What you will do
Give the stretch of the listing below, from the line containing "clicking the pilaster." through the line containing "216 286 253 321", as a Markdown table with the columns Row and Line. Leave out blank lines.

Exercise materials

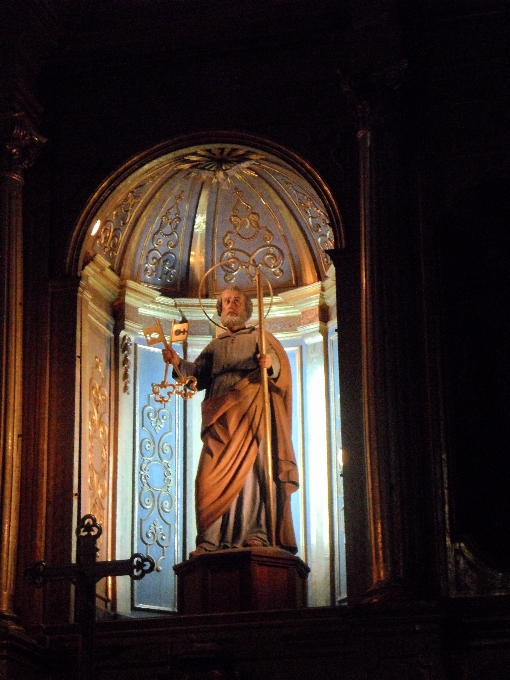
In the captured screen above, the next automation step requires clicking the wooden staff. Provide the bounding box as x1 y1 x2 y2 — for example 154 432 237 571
256 269 276 546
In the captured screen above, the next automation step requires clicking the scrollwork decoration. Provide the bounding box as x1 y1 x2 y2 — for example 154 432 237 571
219 189 284 283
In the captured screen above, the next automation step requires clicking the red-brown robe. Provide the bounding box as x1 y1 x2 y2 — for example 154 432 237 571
195 333 299 553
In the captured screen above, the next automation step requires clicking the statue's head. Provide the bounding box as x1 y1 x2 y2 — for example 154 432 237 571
216 286 253 329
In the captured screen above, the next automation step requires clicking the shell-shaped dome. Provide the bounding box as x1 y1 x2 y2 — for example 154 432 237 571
82 144 334 297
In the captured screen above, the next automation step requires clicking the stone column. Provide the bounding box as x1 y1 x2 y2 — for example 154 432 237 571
336 58 434 601
0 112 44 619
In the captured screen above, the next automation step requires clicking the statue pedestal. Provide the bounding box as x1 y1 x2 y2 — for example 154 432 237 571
174 548 310 614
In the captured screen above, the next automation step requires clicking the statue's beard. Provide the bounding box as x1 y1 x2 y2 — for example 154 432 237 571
221 312 249 330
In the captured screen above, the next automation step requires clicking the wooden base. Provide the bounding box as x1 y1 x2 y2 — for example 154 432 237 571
174 548 310 614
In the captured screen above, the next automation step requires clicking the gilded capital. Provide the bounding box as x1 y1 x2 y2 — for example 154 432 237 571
0 111 46 179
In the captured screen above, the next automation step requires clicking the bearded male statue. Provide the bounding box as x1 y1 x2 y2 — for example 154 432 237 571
163 286 298 558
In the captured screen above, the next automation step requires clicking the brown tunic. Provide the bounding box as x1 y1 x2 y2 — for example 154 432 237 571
179 328 298 553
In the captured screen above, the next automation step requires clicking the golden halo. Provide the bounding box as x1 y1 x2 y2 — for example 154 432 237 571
198 258 274 331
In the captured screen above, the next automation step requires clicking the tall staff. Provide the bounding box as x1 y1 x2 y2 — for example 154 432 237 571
256 269 276 546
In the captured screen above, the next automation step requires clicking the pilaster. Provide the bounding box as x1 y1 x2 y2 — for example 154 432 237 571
0 112 44 619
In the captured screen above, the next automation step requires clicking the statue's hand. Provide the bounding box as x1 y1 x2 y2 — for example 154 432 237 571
163 347 181 366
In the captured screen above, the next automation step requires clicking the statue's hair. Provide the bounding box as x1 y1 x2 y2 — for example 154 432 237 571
216 286 253 321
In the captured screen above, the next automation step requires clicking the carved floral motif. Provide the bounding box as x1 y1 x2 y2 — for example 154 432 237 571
88 357 109 526
138 405 175 571
220 189 284 283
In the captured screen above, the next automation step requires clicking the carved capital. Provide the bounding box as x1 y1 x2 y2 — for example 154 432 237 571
0 111 46 179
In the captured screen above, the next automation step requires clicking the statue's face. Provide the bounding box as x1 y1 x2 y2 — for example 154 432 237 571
221 290 248 331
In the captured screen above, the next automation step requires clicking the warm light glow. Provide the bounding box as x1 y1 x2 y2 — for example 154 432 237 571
337 449 344 470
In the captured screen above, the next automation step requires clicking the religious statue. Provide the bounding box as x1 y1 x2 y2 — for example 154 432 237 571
163 286 298 557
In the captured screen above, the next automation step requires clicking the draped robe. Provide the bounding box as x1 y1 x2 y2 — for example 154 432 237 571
179 328 298 553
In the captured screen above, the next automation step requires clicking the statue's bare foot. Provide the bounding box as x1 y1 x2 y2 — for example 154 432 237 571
189 545 210 560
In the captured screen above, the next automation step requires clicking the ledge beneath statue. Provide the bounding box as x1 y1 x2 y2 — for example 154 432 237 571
174 547 310 614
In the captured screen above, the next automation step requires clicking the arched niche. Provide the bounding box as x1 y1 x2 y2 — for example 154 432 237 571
68 134 346 614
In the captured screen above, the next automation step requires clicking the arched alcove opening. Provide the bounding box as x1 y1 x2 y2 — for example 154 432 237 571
68 135 346 615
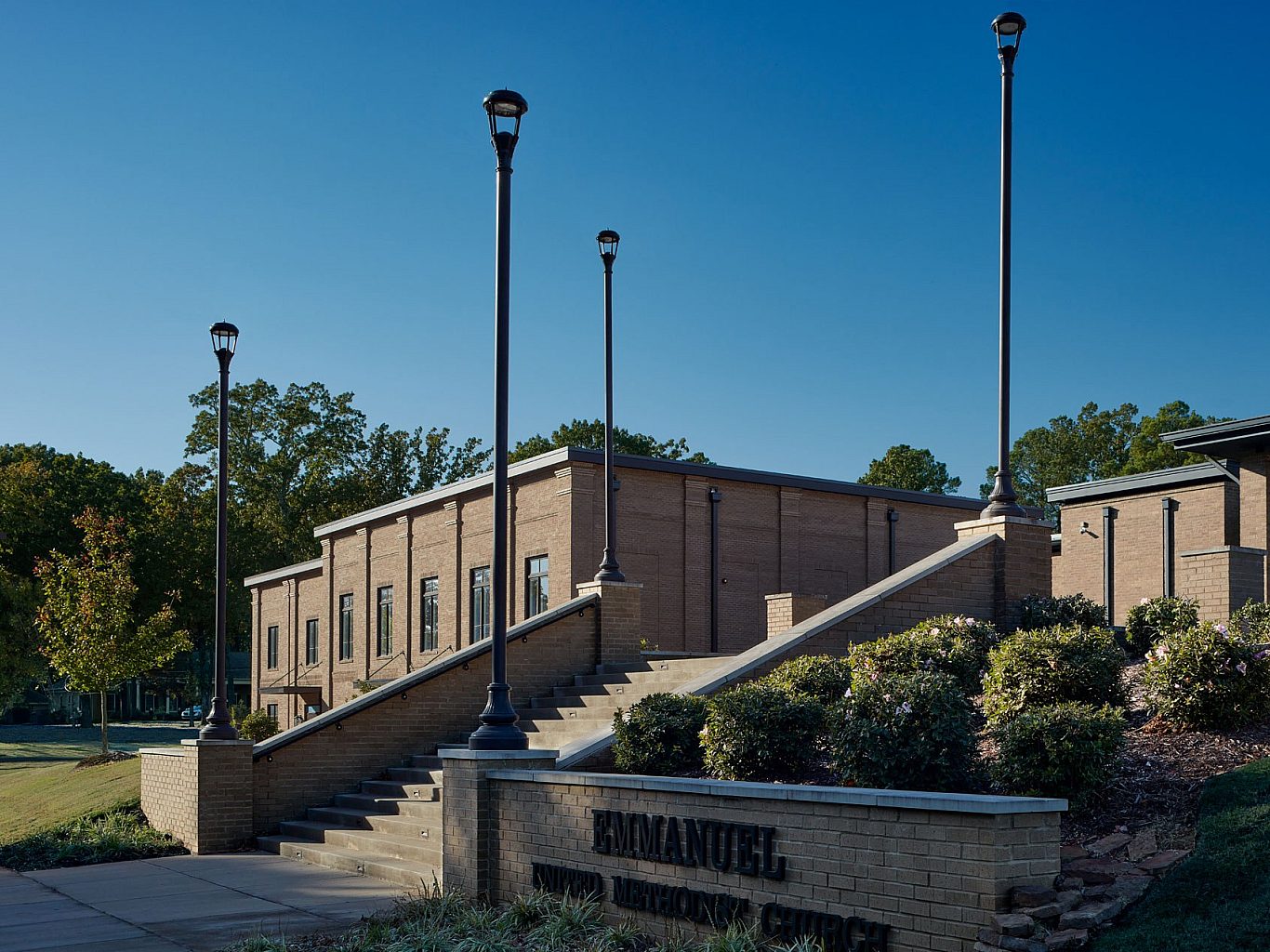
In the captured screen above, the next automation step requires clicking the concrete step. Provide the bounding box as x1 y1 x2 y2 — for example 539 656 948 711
361 781 441 800
385 767 441 786
278 820 441 868
330 789 441 816
256 835 441 889
306 806 441 843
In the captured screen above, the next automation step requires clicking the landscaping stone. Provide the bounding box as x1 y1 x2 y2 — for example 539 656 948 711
1058 843 1090 863
1045 929 1090 952
1138 849 1190 875
1128 830 1159 863
1090 833 1132 855
997 935 1048 952
993 913 1037 935
1010 886 1058 906
1058 899 1124 929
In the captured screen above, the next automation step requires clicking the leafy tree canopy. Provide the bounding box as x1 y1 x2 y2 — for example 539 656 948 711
857 443 961 495
979 400 1228 519
507 420 710 463
35 508 190 754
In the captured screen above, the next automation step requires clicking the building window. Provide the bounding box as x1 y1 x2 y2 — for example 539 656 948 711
339 595 353 661
524 556 548 618
375 585 392 657
419 576 441 651
468 565 490 643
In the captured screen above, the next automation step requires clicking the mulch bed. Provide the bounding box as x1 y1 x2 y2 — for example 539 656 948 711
1063 660 1270 849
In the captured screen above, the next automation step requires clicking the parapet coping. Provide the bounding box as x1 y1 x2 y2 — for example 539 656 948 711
253 591 600 760
1177 546 1266 559
559 532 1000 768
485 771 1066 816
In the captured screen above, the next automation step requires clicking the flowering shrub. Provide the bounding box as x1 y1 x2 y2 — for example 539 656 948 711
614 694 706 775
828 671 975 791
701 681 825 781
1231 598 1270 642
763 655 851 705
1124 597 1199 655
1019 595 1109 631
851 615 997 695
983 628 1125 722
989 701 1124 807
1142 622 1270 727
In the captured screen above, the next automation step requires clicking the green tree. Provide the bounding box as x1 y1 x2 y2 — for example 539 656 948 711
0 566 47 715
35 508 190 754
857 443 961 495
507 420 710 463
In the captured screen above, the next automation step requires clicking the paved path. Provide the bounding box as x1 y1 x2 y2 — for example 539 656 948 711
0 853 403 952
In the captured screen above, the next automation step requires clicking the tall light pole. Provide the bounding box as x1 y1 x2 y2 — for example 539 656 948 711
468 89 530 750
198 321 237 740
982 13 1027 518
596 229 626 581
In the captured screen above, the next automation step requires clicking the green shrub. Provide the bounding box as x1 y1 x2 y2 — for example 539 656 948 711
1142 622 1270 727
1124 597 1199 655
701 681 825 781
1019 594 1110 631
828 671 975 791
851 615 997 695
983 628 1125 722
989 701 1124 807
1231 598 1270 643
762 655 851 705
614 694 706 775
230 708 278 744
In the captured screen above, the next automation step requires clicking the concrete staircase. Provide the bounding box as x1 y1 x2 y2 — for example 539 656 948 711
257 656 725 887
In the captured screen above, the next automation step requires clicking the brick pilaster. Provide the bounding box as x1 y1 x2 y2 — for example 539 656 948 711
441 749 559 896
578 581 644 664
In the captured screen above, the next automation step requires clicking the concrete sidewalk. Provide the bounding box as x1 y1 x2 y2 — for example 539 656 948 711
0 853 403 952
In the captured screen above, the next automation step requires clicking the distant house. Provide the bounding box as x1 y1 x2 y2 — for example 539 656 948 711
1047 416 1270 625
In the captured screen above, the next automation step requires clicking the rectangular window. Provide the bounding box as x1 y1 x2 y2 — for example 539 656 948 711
339 595 353 661
375 585 392 657
524 556 548 618
468 565 490 643
419 576 441 651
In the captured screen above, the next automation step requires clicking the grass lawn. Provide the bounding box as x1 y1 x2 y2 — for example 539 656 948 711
1091 760 1270 952
0 725 198 847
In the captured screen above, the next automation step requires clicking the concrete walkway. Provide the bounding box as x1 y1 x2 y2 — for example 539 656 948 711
0 853 403 952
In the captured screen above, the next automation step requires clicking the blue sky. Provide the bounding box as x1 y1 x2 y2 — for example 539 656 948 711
0 0 1270 494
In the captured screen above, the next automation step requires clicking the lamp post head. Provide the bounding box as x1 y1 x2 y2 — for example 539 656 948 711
992 13 1027 49
596 229 622 264
212 321 237 359
482 89 530 147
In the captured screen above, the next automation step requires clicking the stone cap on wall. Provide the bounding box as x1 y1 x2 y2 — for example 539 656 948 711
485 771 1066 816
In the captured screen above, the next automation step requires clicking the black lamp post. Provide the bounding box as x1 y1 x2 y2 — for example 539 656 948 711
468 89 530 750
198 321 237 740
596 229 626 581
982 13 1027 518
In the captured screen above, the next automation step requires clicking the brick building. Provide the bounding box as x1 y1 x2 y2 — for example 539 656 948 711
244 448 983 726
1047 416 1270 625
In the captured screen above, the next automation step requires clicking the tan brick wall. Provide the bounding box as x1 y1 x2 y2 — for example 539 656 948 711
480 776 1059 952
253 607 598 834
1052 480 1247 625
141 740 253 853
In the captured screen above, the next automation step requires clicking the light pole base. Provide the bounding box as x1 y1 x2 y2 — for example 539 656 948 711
198 697 239 740
468 684 530 750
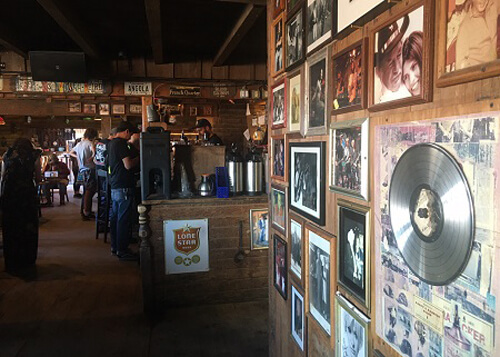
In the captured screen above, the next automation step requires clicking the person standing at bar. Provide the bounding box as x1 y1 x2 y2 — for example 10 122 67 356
108 121 140 261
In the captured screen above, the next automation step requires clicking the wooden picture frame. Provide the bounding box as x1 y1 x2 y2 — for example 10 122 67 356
436 0 500 87
306 0 337 55
337 199 371 314
329 118 370 201
285 6 306 71
249 208 269 250
270 184 288 236
332 38 368 114
271 15 286 77
271 81 286 129
335 292 371 357
273 233 288 300
305 47 330 136
288 141 326 226
271 135 287 181
286 67 305 133
368 0 434 111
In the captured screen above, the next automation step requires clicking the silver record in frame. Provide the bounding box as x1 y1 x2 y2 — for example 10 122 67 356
389 143 475 285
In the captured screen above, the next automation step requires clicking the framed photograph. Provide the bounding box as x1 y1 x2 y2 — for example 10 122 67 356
273 234 288 300
288 141 326 226
112 104 125 115
291 284 306 351
332 41 367 114
436 0 500 87
83 103 97 114
68 102 82 113
330 118 370 201
271 135 286 181
286 69 304 132
128 104 142 114
271 82 286 129
271 16 285 77
335 292 370 357
337 200 370 310
369 0 433 110
250 208 269 250
271 185 286 234
305 48 330 136
289 216 304 282
306 0 337 53
286 8 305 70
99 103 109 115
308 230 332 336
337 0 385 32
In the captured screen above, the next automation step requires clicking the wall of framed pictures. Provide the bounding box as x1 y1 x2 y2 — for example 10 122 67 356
268 0 500 357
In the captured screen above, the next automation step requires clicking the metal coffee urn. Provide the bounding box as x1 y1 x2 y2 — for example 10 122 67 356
245 149 262 196
226 143 243 195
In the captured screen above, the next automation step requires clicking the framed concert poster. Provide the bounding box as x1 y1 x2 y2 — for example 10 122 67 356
288 141 326 226
330 118 370 201
436 0 500 87
337 200 370 311
335 292 370 357
305 48 330 136
369 0 433 111
332 41 367 114
273 234 288 300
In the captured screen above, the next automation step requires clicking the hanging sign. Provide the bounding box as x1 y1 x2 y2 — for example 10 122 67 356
163 219 209 275
123 82 153 96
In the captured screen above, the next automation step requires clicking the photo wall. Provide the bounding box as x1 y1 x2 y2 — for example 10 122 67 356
268 0 500 357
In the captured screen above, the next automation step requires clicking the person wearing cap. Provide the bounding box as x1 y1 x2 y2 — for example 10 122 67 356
193 118 224 145
108 121 140 261
375 15 411 103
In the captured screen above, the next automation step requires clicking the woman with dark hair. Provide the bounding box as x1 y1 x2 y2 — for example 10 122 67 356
0 138 41 272
402 31 424 96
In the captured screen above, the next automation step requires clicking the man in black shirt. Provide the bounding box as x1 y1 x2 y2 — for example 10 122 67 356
108 121 140 260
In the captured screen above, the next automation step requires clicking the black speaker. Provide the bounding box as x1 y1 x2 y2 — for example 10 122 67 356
29 51 87 83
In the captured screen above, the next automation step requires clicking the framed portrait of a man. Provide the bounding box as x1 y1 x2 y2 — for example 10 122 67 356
369 0 433 110
436 0 500 87
335 292 370 357
337 200 370 310
273 234 288 300
288 141 326 226
305 48 330 136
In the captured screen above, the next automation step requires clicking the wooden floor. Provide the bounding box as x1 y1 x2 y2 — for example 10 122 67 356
0 199 268 357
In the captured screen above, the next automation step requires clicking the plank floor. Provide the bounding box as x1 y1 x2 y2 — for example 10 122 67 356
0 199 268 357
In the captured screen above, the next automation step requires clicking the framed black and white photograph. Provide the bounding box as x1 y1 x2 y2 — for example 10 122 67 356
337 200 370 309
288 141 326 226
250 208 269 250
335 292 370 357
271 185 286 234
306 48 330 136
286 8 305 70
291 284 306 351
289 217 303 281
330 118 370 200
369 1 433 110
271 82 286 129
308 230 331 336
273 234 288 300
306 0 336 53
271 135 285 181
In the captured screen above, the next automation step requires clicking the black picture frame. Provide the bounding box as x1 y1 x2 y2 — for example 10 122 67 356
273 233 288 300
288 141 326 226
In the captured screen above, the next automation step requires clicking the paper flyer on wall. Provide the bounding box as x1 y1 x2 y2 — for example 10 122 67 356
374 112 500 357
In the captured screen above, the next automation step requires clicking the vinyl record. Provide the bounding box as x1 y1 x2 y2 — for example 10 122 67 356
389 144 474 285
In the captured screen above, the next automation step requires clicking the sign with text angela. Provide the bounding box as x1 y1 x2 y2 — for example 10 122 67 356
163 219 209 275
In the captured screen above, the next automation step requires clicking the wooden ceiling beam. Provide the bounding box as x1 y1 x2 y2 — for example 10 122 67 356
144 0 165 64
37 0 100 58
214 4 264 66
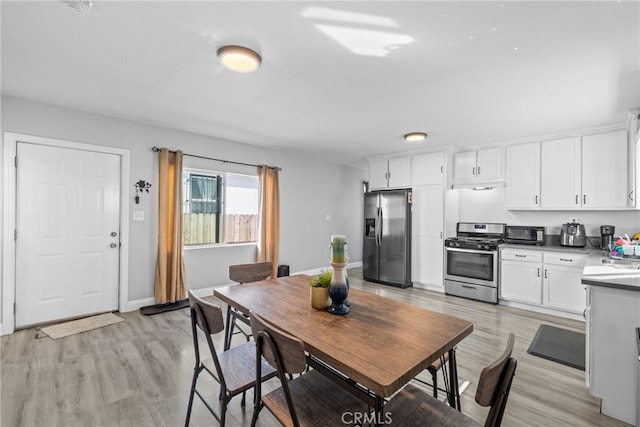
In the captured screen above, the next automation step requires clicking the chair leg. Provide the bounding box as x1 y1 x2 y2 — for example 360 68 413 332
429 370 438 399
224 306 235 351
184 367 200 427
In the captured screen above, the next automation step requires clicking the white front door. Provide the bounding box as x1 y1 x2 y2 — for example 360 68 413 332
15 142 121 327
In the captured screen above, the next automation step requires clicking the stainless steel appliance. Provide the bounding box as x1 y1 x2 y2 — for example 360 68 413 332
444 222 506 304
504 225 544 246
362 189 413 288
560 222 587 248
600 225 616 250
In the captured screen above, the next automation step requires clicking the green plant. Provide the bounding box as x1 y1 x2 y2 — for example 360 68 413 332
309 270 331 288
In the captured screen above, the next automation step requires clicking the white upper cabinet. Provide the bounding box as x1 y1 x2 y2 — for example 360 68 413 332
540 137 582 209
453 147 502 186
369 156 411 190
505 130 634 210
582 130 628 208
411 152 445 186
505 142 540 209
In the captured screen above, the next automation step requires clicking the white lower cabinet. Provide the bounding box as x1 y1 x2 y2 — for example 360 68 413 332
500 248 587 314
500 249 542 305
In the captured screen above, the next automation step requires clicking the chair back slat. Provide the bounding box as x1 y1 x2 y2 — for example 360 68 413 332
229 261 273 283
484 357 518 427
476 333 516 407
189 290 224 334
249 312 307 374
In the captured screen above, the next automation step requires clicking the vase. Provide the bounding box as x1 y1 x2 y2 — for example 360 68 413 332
309 287 331 310
327 262 349 314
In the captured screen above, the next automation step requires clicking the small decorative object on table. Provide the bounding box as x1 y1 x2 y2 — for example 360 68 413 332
309 270 332 310
327 234 349 314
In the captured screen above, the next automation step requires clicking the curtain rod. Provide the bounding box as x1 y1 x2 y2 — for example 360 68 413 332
151 146 282 171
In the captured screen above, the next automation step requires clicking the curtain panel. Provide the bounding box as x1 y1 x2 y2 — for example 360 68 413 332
155 148 187 304
258 165 280 277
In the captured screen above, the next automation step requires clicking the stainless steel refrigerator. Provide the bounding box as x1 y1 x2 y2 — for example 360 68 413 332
362 189 412 288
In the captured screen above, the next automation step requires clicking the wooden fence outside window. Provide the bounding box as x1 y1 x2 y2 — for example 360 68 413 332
182 213 258 245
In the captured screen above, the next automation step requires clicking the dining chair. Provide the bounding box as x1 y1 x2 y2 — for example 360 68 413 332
384 333 518 427
184 290 276 426
250 312 369 427
224 261 273 350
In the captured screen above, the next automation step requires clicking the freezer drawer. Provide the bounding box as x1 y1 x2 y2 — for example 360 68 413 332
444 280 498 304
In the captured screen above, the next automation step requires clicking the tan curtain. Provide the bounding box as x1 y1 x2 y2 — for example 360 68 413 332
258 165 280 277
155 148 187 304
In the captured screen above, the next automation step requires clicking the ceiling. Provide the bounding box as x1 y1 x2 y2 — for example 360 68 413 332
1 0 640 164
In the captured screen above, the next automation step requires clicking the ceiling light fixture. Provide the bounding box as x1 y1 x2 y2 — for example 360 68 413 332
404 132 427 142
64 0 93 12
218 46 262 73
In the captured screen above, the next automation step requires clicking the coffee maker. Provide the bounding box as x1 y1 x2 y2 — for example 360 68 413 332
600 225 616 250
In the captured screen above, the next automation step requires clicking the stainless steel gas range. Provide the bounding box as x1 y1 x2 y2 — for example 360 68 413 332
444 222 506 304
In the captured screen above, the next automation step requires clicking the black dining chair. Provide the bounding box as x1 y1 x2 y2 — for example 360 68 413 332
224 261 273 350
384 333 517 427
184 290 276 426
250 312 369 427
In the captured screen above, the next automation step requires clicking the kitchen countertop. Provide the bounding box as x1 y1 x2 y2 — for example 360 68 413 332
582 249 640 292
500 242 640 292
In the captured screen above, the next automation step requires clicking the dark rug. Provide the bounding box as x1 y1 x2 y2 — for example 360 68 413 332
140 299 189 316
527 325 585 371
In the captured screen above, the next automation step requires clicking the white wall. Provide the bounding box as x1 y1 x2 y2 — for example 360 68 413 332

Finished task
| Row | Line |
|---|---|
| 1 | In the captured screen above, the next automation step requires clicking the pilaster. Provide the bounding box as x1 y1 x2 y2 — for example 154 432 237 571 |
| 2 | 0 112 44 619 |
| 3 | In the captured screen above, the next automation step requires clicking the statue's hand. Provide the bounding box as x1 y1 x2 y2 — for example 154 432 237 571 |
| 4 | 163 347 181 366 |
| 5 | In the captured screen above, the next automation step requires clicking the statue's hair. Provide the bounding box as x1 y1 x2 y2 — for example 154 432 237 571 |
| 6 | 216 286 253 321 |